Start of Records provided

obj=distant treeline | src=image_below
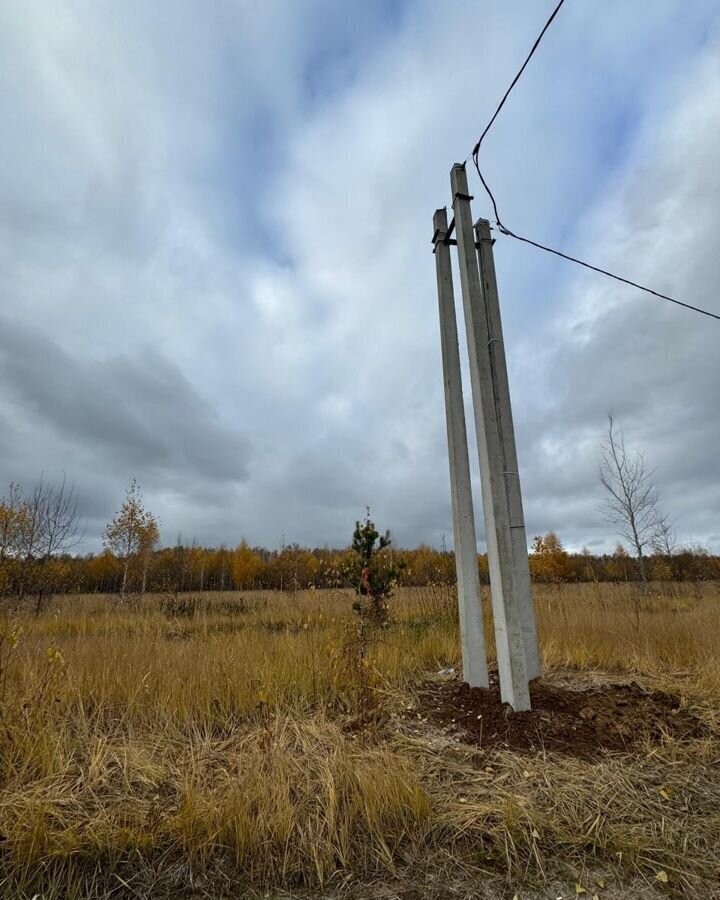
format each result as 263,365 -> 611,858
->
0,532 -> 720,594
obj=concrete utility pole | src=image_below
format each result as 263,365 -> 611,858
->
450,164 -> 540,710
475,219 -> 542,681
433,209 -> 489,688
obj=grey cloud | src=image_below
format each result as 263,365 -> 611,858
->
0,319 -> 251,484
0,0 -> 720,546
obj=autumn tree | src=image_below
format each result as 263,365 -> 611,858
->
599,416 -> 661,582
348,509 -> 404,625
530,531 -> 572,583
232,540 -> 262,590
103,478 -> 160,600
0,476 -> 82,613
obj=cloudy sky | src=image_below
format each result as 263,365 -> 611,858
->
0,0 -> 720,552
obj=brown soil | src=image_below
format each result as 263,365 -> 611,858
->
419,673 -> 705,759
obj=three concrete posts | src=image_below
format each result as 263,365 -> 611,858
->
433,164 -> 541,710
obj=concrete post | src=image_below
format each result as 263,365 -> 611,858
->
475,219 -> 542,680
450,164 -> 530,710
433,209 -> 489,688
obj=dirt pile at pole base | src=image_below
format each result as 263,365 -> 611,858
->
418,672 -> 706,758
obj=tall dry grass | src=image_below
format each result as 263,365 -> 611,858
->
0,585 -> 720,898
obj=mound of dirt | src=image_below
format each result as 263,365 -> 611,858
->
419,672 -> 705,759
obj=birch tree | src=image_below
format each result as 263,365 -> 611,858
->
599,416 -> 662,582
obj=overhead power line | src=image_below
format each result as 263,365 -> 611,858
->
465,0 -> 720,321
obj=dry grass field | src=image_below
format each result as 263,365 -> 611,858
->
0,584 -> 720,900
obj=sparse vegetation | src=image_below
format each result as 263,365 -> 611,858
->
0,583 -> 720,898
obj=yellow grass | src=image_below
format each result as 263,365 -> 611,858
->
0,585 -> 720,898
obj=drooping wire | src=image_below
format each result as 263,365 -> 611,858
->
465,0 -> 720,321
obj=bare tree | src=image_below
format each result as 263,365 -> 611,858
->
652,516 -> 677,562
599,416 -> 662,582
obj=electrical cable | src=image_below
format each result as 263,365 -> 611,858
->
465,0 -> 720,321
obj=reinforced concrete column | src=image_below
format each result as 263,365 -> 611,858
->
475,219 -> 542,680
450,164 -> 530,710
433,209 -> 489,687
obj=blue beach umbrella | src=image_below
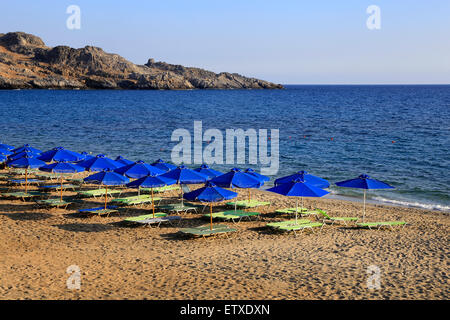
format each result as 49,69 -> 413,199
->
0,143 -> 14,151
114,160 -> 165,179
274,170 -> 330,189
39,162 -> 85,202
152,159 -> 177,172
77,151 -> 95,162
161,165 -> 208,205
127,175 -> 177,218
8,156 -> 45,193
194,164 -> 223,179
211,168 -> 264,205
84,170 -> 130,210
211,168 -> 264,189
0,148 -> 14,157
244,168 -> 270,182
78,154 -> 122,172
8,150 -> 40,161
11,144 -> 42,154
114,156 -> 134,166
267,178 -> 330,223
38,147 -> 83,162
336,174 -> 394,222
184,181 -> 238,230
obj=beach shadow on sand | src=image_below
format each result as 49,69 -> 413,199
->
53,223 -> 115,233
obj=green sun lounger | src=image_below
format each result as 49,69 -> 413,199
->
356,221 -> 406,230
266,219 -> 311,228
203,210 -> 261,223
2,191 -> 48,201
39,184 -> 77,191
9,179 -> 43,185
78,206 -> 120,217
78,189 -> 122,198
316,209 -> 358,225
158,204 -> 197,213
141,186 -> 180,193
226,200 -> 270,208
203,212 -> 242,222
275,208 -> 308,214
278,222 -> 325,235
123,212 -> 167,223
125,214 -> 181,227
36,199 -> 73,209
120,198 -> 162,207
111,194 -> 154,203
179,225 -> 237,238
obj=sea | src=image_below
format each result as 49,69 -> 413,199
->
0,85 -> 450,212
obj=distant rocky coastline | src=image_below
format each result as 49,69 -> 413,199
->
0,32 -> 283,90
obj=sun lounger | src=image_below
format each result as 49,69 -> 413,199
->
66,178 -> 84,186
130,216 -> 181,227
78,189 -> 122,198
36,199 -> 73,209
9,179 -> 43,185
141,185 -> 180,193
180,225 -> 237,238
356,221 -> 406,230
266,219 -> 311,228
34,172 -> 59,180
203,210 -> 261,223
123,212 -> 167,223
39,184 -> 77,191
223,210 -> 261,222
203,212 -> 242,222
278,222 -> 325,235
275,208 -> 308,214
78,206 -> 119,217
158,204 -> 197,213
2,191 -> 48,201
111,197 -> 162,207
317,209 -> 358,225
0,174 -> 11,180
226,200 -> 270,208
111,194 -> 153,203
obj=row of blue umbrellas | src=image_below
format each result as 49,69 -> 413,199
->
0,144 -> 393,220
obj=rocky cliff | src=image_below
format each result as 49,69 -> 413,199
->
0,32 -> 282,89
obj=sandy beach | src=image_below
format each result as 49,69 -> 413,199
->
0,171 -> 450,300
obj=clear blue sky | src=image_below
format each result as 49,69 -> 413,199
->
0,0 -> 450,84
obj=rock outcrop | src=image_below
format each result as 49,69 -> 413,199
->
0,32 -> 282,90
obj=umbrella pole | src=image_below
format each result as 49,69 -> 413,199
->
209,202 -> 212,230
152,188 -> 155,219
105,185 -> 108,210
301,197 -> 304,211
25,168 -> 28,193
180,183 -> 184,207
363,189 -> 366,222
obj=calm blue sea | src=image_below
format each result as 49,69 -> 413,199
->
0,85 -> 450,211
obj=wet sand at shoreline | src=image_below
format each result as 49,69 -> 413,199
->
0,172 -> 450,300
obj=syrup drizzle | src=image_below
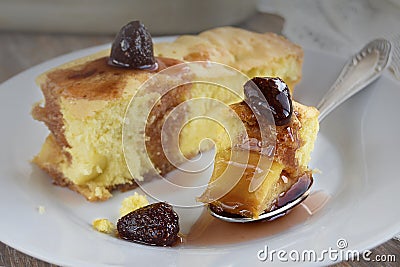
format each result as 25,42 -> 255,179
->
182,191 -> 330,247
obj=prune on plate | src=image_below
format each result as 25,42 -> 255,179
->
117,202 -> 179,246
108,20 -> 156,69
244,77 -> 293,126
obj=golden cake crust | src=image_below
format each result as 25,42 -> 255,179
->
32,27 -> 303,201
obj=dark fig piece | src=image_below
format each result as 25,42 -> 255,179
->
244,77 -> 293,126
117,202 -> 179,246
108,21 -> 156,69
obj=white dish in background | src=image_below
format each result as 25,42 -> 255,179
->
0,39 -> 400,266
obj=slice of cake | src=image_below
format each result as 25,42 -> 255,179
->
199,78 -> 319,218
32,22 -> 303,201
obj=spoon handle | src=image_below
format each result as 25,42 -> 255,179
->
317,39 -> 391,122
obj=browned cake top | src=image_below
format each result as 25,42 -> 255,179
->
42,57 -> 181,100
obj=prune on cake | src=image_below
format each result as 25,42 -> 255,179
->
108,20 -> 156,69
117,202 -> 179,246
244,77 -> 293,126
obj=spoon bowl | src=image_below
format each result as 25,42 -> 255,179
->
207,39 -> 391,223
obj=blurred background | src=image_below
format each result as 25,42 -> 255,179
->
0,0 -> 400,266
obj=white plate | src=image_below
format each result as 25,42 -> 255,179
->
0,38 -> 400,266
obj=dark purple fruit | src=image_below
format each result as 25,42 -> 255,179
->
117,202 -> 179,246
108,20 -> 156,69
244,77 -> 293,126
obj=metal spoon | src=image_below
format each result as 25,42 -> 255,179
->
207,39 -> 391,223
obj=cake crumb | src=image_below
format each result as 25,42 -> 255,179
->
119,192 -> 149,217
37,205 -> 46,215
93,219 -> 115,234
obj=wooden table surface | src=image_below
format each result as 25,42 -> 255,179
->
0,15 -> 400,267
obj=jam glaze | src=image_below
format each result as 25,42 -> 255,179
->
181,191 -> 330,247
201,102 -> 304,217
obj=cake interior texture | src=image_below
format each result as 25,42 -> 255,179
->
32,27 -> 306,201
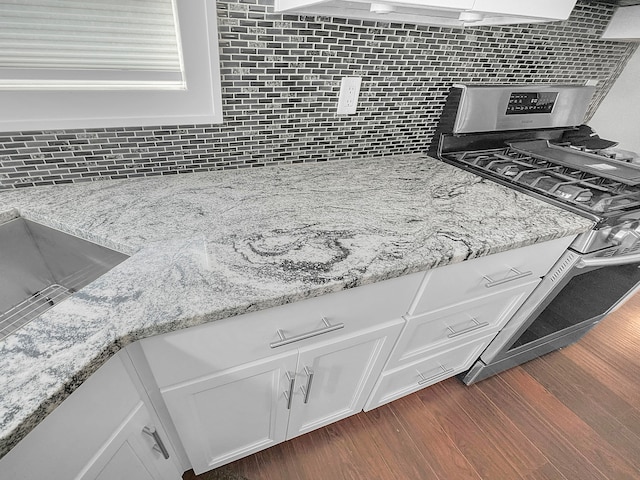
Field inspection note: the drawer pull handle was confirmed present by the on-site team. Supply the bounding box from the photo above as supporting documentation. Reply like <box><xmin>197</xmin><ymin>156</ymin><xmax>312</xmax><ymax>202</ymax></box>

End of Records provided

Transcribe the part of the records that opens with the line containing "obj=rock outcrop | src=image_below" and closes with the line containing "32,27 -> 303,201", both of those lines included. Leave the pictures out of your copy.

## Result for this exercise
obj=rock outcrop | src=image_below
format each result as 49,69 -> 413,199
->
0,32 -> 282,90
obj=umbrella pole | src=image_below
format each result as 49,69 -> 413,199
->
209,202 -> 212,230
152,188 -> 155,219
105,185 -> 108,210
301,197 -> 304,211
25,168 -> 28,193
180,183 -> 184,207
363,189 -> 366,222
obj=calm blue sea | src=image_below
format each result as 49,69 -> 413,199
->
0,85 -> 450,211
obj=wet sand at shoreline | src=image_below
format each result as 49,69 -> 413,199
->
0,172 -> 450,300
obj=syrup drizzle | src=image_below
format each result as 25,42 -> 255,179
->
182,191 -> 330,247
obj=prune on plate | src=image_below
format each result as 25,42 -> 255,179
->
117,202 -> 179,246
108,20 -> 156,69
244,77 -> 293,126
obj=golden cake crust | src=image_below
format each result as 25,42 -> 255,179
->
32,27 -> 303,201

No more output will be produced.